Given instruction >> Count the lines in the rows below that contain the string "coat", with case counting, and reply with only that number.
--- begin ---
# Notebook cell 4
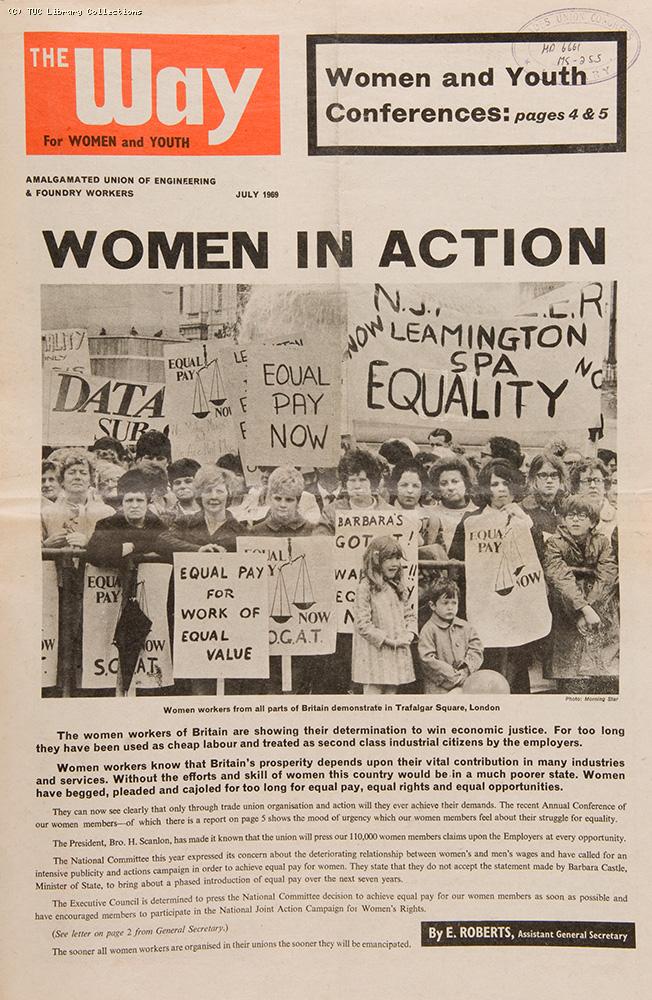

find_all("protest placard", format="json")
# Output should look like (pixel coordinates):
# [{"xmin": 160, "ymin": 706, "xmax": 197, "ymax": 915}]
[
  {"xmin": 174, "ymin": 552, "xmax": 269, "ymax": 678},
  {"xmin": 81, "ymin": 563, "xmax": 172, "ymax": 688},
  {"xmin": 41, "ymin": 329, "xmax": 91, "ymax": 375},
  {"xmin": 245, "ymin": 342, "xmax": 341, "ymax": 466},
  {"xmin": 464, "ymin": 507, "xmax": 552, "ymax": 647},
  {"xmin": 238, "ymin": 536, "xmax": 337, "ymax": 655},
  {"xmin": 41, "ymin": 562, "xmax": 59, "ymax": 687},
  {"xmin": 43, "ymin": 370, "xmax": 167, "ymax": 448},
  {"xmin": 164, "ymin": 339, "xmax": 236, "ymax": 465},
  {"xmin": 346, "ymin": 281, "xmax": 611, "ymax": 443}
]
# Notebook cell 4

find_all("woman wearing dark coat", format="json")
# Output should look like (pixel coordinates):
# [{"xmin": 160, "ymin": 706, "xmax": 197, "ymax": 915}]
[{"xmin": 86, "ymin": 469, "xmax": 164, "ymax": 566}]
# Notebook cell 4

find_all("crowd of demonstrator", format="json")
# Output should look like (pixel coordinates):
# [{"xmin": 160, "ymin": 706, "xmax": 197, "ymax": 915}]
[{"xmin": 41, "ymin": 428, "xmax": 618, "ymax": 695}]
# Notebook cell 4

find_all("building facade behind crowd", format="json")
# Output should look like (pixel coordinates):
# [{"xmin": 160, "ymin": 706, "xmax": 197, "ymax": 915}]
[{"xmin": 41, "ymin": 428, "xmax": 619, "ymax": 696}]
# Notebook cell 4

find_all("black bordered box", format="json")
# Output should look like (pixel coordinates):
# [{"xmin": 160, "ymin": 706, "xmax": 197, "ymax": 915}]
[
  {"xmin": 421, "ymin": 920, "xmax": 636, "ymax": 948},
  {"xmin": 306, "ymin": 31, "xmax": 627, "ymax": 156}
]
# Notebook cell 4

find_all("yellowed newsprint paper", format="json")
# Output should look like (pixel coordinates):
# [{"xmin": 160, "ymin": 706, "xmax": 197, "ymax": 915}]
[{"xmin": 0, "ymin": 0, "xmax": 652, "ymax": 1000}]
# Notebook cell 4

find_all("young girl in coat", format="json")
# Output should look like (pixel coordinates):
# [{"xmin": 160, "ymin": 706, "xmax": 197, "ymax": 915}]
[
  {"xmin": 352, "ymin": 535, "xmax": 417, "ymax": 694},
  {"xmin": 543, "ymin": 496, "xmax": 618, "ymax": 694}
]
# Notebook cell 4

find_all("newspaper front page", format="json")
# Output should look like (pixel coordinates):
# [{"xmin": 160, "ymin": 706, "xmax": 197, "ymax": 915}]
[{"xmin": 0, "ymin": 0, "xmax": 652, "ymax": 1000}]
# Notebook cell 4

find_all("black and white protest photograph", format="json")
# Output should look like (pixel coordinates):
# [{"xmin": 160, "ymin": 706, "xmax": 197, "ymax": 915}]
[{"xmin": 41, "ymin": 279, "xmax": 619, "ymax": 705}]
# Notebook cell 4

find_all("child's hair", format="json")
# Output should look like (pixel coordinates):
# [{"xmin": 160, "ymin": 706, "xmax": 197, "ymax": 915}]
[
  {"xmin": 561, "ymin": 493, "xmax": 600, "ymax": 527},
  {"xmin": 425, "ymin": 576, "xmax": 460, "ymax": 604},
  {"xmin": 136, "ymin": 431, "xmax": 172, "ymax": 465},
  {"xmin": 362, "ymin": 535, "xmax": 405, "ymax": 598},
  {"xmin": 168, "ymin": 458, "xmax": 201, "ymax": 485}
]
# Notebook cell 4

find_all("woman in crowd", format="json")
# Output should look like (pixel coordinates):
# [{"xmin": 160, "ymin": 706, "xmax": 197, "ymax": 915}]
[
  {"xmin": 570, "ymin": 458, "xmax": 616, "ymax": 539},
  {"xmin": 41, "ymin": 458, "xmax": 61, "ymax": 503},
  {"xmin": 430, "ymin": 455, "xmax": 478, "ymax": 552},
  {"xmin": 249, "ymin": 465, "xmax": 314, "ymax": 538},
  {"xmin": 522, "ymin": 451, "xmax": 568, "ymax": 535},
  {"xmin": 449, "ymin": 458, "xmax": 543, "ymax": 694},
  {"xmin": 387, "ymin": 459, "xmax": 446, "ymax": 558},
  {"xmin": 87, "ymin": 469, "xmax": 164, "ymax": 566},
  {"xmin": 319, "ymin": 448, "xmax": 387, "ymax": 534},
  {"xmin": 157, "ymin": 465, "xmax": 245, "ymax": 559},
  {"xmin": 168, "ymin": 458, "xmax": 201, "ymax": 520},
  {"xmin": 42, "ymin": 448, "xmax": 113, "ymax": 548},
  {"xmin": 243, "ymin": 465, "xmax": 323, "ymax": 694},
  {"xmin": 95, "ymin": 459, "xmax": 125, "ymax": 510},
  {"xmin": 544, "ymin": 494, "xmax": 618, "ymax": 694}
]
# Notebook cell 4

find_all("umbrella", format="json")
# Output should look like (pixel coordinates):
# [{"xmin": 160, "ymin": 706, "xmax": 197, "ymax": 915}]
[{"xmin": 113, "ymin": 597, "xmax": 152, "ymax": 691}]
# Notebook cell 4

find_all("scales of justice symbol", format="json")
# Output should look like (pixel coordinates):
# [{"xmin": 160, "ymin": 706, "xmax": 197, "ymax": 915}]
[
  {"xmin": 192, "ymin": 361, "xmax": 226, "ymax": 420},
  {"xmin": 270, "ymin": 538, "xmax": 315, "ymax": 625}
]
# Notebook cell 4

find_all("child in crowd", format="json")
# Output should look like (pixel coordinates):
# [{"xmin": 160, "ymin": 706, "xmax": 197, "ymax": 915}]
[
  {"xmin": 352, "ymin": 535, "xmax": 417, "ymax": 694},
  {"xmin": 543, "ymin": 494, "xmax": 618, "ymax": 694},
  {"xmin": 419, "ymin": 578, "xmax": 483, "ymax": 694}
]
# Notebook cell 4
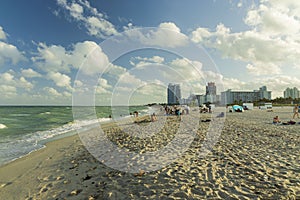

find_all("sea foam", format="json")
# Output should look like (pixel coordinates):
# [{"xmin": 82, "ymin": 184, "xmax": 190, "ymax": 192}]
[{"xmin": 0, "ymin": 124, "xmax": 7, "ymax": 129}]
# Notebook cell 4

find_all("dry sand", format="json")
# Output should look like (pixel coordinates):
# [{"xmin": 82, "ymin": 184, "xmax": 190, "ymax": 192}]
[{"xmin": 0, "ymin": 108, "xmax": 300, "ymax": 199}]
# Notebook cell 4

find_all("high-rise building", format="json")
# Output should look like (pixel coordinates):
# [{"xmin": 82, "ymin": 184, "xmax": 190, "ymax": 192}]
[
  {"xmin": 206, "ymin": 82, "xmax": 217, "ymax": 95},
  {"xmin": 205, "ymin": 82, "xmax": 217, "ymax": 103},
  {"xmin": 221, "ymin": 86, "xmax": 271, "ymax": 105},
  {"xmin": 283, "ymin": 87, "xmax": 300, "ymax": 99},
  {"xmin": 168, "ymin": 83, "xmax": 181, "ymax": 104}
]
--- end ---
Answer for the task >> 2